(Region labeling items)

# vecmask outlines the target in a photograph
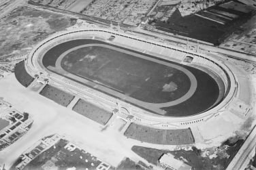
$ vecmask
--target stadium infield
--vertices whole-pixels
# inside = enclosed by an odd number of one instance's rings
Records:
[[[81,45],[87,46],[76,48]],[[42,60],[51,72],[157,114],[194,115],[220,102],[217,101],[218,83],[206,72],[99,40],[62,43],[50,49]],[[186,97],[192,87],[195,91],[189,98],[168,104]]]

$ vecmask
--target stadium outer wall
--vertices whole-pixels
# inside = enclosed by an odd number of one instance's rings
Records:
[[[193,59],[191,64],[207,66],[208,69],[221,77],[225,85],[225,97],[214,108],[198,114],[184,117],[163,116],[154,114],[139,107],[51,72],[44,68],[42,64],[40,57],[44,56],[49,49],[60,42],[63,43],[83,37],[93,39],[99,39],[100,40],[103,39],[108,42],[108,39],[111,36],[114,36],[114,39],[113,41],[109,42],[110,43],[128,49],[131,48],[151,55],[155,54],[155,54],[159,55],[159,53],[156,51],[160,51],[162,58],[180,64],[187,64],[186,62],[184,62],[185,57],[188,56],[192,57]],[[129,46],[127,44],[129,44]],[[138,48],[138,47],[140,47],[140,48]],[[147,51],[146,49],[150,50]],[[170,55],[170,52],[173,53],[174,51],[180,53],[180,56],[176,57],[176,55]],[[204,54],[187,51],[178,47],[172,47],[153,40],[138,38],[136,36],[120,31],[104,28],[74,29],[54,34],[35,45],[29,54],[25,65],[27,71],[32,77],[39,75],[40,79],[47,79],[48,80],[47,83],[48,84],[72,93],[80,98],[89,99],[95,103],[99,103],[110,110],[118,110],[116,114],[126,116],[129,121],[157,128],[189,127],[192,125],[202,123],[209,119],[217,117],[221,115],[221,113],[224,111],[228,110],[228,106],[234,98],[238,98],[240,93],[238,79],[236,78],[230,68],[221,60]]]

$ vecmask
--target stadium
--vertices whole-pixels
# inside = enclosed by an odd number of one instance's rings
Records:
[[[237,102],[241,90],[232,66],[219,59],[95,27],[52,35],[24,64],[31,85],[41,82],[41,89],[50,85],[67,93],[60,103],[65,106],[84,99],[134,123],[162,129],[214,119]]]

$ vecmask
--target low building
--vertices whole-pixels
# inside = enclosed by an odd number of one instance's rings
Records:
[[[183,161],[178,160],[170,154],[163,154],[158,160],[158,165],[163,169],[166,170],[190,170],[192,167],[185,163]]]

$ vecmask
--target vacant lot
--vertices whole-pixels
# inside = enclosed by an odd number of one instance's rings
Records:
[[[232,32],[240,29],[239,26],[251,16],[250,13],[246,14],[219,6],[213,6],[208,9],[229,12],[240,17],[231,22],[225,20],[225,24],[222,24],[194,14],[182,17],[177,9],[168,19],[165,20],[155,19],[149,24],[156,26],[156,28],[159,30],[219,45]],[[214,17],[215,20],[220,20],[219,16]],[[223,18],[221,18],[221,20]]]
[[[131,150],[149,163],[155,165],[157,165],[157,160],[161,155],[165,153],[171,153],[176,158],[185,160],[186,163],[192,167],[192,169],[223,170],[227,167],[242,143],[243,140],[239,140],[233,144],[229,143],[228,141],[224,142],[222,146],[214,148],[219,151],[217,152],[217,157],[212,158],[210,158],[209,156],[202,156],[202,150],[195,147],[193,147],[192,150],[170,151],[134,146]],[[223,148],[223,145],[228,145],[227,150]],[[223,156],[224,154],[227,154],[229,156]]]
[[[67,107],[75,96],[67,93],[53,86],[46,85],[40,91],[40,94],[49,98],[57,104]]]
[[[27,72],[24,61],[16,65],[14,73],[18,82],[25,87],[27,87],[34,80],[34,78]]]
[[[20,7],[0,20],[0,60],[27,54],[49,35],[76,23],[63,15]]]
[[[160,129],[131,123],[125,133],[128,137],[157,144],[186,145],[195,142],[190,129]]]
[[[100,108],[84,100],[79,100],[73,110],[101,125],[106,125],[112,113]]]

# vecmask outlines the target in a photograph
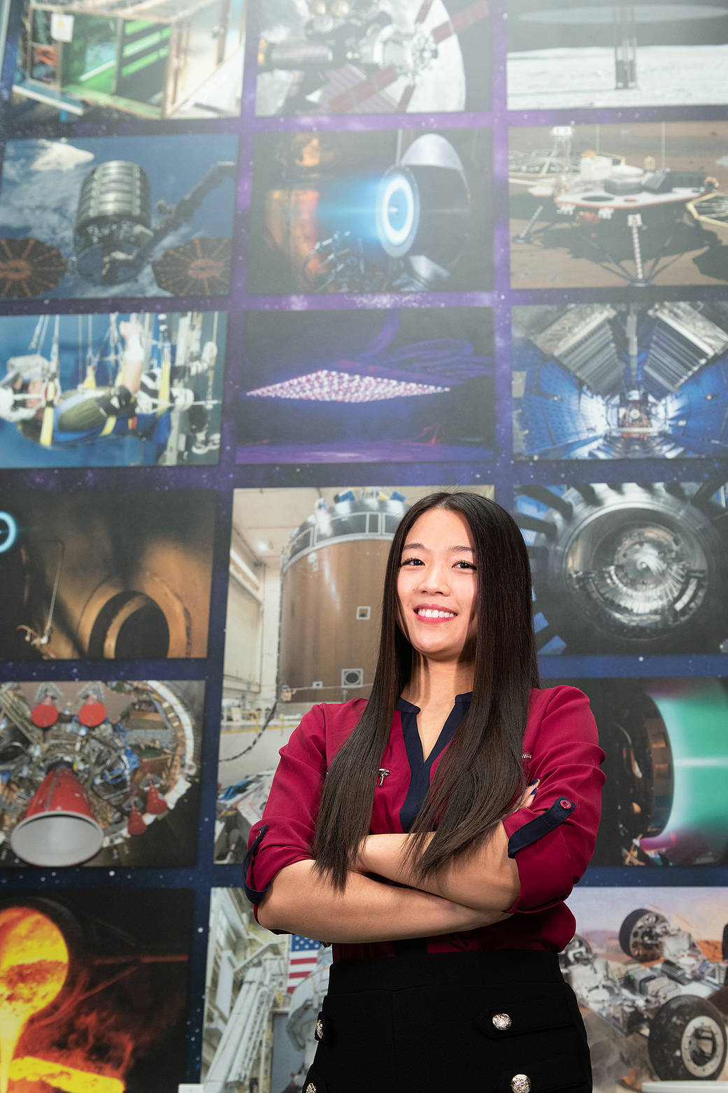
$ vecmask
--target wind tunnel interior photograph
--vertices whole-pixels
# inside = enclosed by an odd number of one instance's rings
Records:
[[[237,137],[5,145],[0,297],[230,292]]]
[[[258,133],[247,291],[484,290],[486,129]]]
[[[204,684],[0,684],[0,866],[189,866]]]
[[[23,0],[15,136],[236,117],[247,0]]]
[[[725,285],[728,125],[509,129],[514,289]]]
[[[514,307],[519,459],[728,455],[728,305]]]
[[[489,108],[486,0],[266,0],[261,15],[258,115]]]
[[[509,110],[725,101],[725,0],[507,0],[507,13]]]
[[[568,682],[588,694],[607,753],[595,866],[728,863],[728,681]]]
[[[226,318],[0,316],[0,467],[218,462]]]
[[[368,697],[392,536],[438,489],[448,486],[235,491],[216,861],[243,860],[278,751],[310,706]]]
[[[490,308],[251,312],[238,463],[492,459]]]
[[[37,491],[0,512],[0,655],[203,657],[215,494]]]
[[[192,893],[119,895],[3,895],[5,1089],[177,1093]]]
[[[518,487],[543,655],[728,651],[726,486]]]

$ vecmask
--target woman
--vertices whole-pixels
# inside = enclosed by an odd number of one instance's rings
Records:
[[[389,553],[368,703],[304,717],[250,836],[259,922],[333,942],[304,1093],[591,1089],[556,953],[603,753],[580,691],[537,687],[516,524],[424,497]]]

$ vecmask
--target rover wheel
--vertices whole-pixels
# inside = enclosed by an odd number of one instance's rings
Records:
[[[668,920],[657,910],[639,907],[631,912],[620,927],[623,953],[643,964],[660,956],[660,940]]]
[[[649,1030],[647,1050],[662,1081],[719,1076],[726,1061],[726,1024],[704,998],[679,995],[659,1009]]]

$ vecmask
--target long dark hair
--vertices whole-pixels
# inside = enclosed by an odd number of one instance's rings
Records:
[[[431,508],[458,513],[475,552],[474,680],[470,707],[443,756],[412,825],[412,854],[424,879],[484,839],[522,791],[521,742],[531,687],[539,685],[531,576],[515,520],[473,493],[432,493],[401,519],[385,576],[381,638],[372,695],[324,781],[313,854],[317,870],[343,889],[360,841],[368,833],[374,787],[389,740],[395,704],[412,671],[413,650],[398,619],[397,575],[412,525]]]

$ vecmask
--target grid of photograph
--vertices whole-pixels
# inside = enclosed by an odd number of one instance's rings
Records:
[[[728,0],[3,7],[2,1093],[300,1093],[248,835],[435,490],[599,726],[595,1091],[728,1082],[727,70]]]

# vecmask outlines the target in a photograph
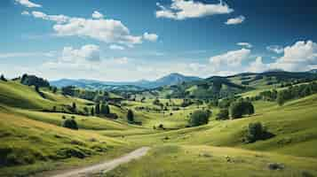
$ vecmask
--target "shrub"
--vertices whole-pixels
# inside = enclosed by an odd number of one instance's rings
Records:
[[[5,79],[5,77],[4,77],[4,74],[1,74],[1,76],[0,76],[0,81],[7,81],[8,80]]]
[[[221,109],[219,113],[217,114],[216,119],[229,119],[229,111],[228,109]]]
[[[189,126],[197,127],[203,124],[208,124],[210,116],[210,114],[207,111],[202,111],[202,110],[195,111],[190,116]]]
[[[253,114],[254,106],[250,102],[248,101],[237,101],[234,102],[230,105],[230,112],[232,119],[242,118],[245,114]]]
[[[133,112],[131,110],[128,111],[127,119],[128,119],[129,122],[133,122],[134,121],[134,114],[133,114]]]
[[[75,119],[67,119],[63,122],[63,127],[67,127],[70,129],[77,130],[78,126]]]

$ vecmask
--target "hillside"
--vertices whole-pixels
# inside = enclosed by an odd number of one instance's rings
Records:
[[[316,175],[316,94],[292,99],[281,106],[273,101],[254,100],[254,114],[227,120],[217,120],[221,109],[218,106],[202,102],[182,107],[184,97],[176,95],[179,90],[186,92],[189,100],[214,98],[214,95],[253,96],[279,87],[284,81],[292,81],[293,86],[309,83],[305,74],[261,74],[263,78],[250,82],[253,87],[238,81],[251,76],[254,79],[258,74],[243,73],[161,87],[150,90],[144,100],[139,100],[140,96],[135,100],[120,97],[117,105],[110,105],[111,112],[118,116],[116,119],[102,115],[80,115],[79,112],[68,110],[73,103],[78,111],[83,111],[84,107],[91,109],[95,106],[93,101],[63,96],[60,90],[53,92],[46,88],[36,91],[34,86],[17,81],[0,81],[0,140],[4,142],[0,144],[0,175],[46,174],[46,170],[84,165],[143,146],[152,147],[147,155],[134,163],[120,165],[105,176],[209,176],[210,173],[218,176]],[[279,82],[267,87],[264,79],[267,77],[283,79],[282,81],[276,79]],[[86,92],[83,88],[78,90]],[[155,94],[179,98],[160,98],[155,104]],[[52,112],[54,106],[57,112]],[[63,109],[67,112],[59,112]],[[128,110],[134,113],[133,123],[127,120]],[[199,110],[212,112],[209,123],[187,127],[192,113]],[[63,117],[73,117],[79,130],[62,127]],[[246,129],[250,123],[255,122],[261,122],[272,136],[246,143],[243,142]],[[173,170],[172,162],[184,170]],[[283,167],[270,170],[267,166],[272,163]]]
[[[89,89],[106,89],[115,91],[140,91],[147,88],[154,88],[162,86],[176,85],[181,82],[192,81],[201,80],[198,77],[185,76],[179,73],[170,73],[169,75],[159,78],[155,81],[150,81],[141,80],[138,81],[100,81],[94,80],[69,80],[61,79],[59,81],[52,81],[50,83],[58,88],[66,86],[75,86]]]

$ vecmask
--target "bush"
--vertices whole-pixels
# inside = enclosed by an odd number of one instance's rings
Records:
[[[133,112],[131,110],[128,111],[127,119],[128,119],[129,122],[134,122],[134,114],[133,114]]]
[[[67,127],[74,130],[78,130],[77,122],[75,119],[67,119],[63,122],[63,127]]]
[[[210,114],[207,111],[195,111],[189,119],[190,127],[197,127],[204,124],[208,124]]]
[[[254,106],[248,101],[234,102],[230,105],[230,112],[232,119],[242,118],[245,114],[251,115],[254,113]]]
[[[5,79],[5,77],[4,77],[4,74],[1,74],[1,76],[0,76],[0,81],[8,81],[8,80]]]
[[[273,135],[266,131],[260,122],[250,123],[245,135],[245,142],[248,143],[255,142],[258,140],[265,140],[273,137]]]
[[[217,114],[216,119],[229,119],[229,111],[228,109],[221,109],[219,113]]]

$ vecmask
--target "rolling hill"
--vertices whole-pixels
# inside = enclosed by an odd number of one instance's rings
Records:
[[[50,83],[53,86],[61,88],[66,86],[75,86],[83,88],[91,89],[106,89],[106,90],[128,90],[138,91],[147,88],[154,88],[162,86],[176,85],[181,82],[192,81],[201,80],[198,77],[185,76],[179,73],[170,73],[164,77],[159,78],[155,81],[149,81],[141,80],[139,81],[100,81],[94,80],[69,80],[61,79],[59,81],[52,81]]]

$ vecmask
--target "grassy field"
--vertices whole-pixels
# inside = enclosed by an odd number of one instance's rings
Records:
[[[259,89],[263,90],[263,89]],[[259,90],[245,93],[257,94]],[[121,165],[104,176],[316,176],[317,95],[288,102],[257,101],[252,116],[215,120],[186,127],[189,115],[206,104],[179,110],[181,99],[160,99],[167,111],[155,112],[153,98],[125,101],[110,106],[119,119],[42,112],[75,103],[78,109],[91,102],[42,90],[15,81],[0,81],[0,176],[28,175],[113,158],[140,146],[152,150],[141,159]],[[140,110],[147,107],[150,110]],[[134,112],[141,126],[128,124]],[[62,116],[75,116],[79,130],[61,127]],[[247,127],[261,122],[273,137],[243,142]],[[158,128],[159,125],[164,128]],[[155,127],[155,128],[154,128]],[[281,170],[269,169],[278,163]],[[43,173],[44,176],[46,173]],[[41,176],[41,173],[40,173]]]
[[[269,169],[269,164],[283,166]],[[156,146],[143,158],[104,174],[109,176],[315,176],[314,158],[212,146]]]

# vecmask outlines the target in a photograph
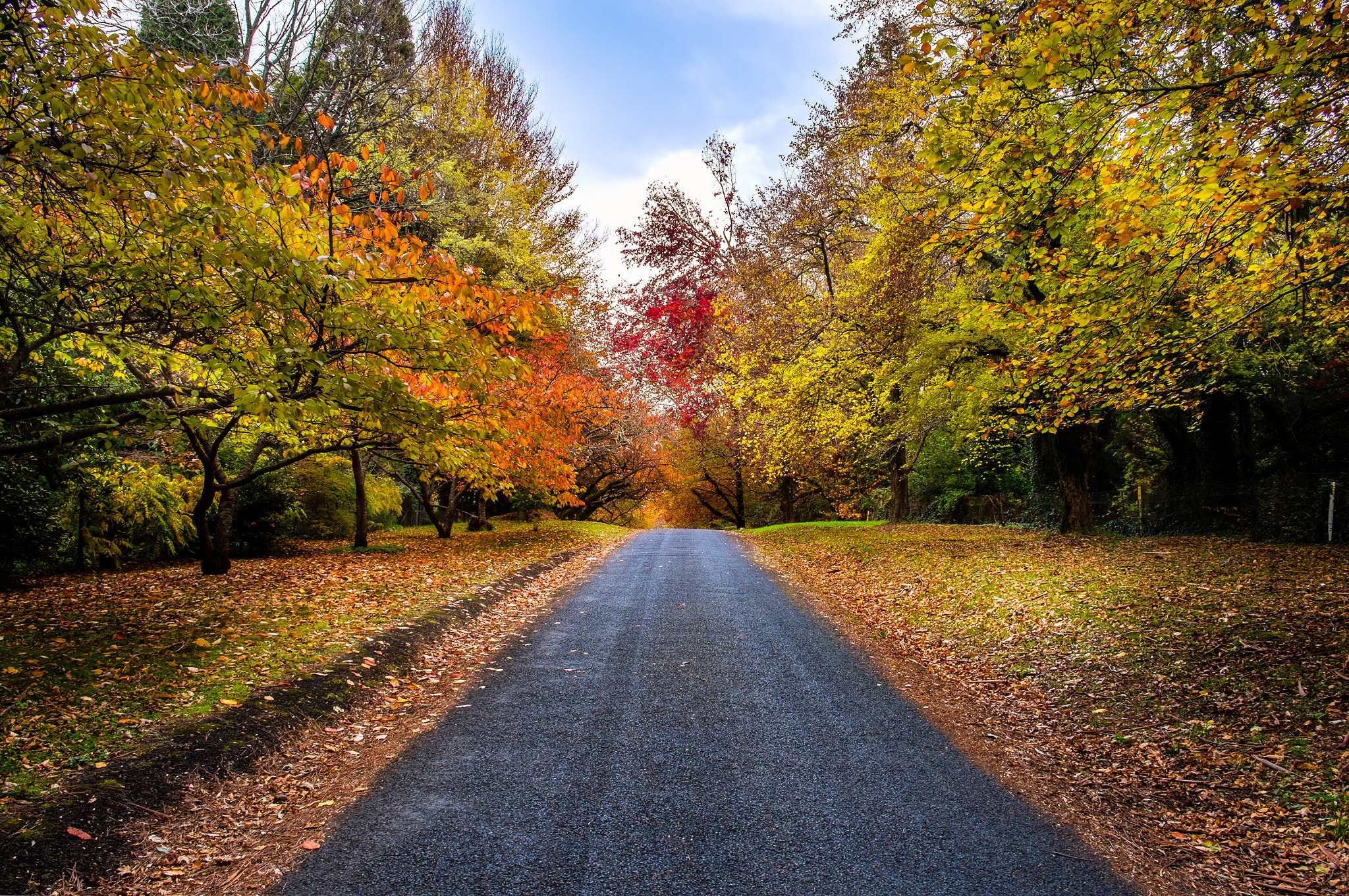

#### What you should do
Report each line of the listing that contains the string "stadium", and copy every such line in full. Matching is case-sensitive.

#### Written reply
--target stadium infield
--target stadium outer wall
--target stadium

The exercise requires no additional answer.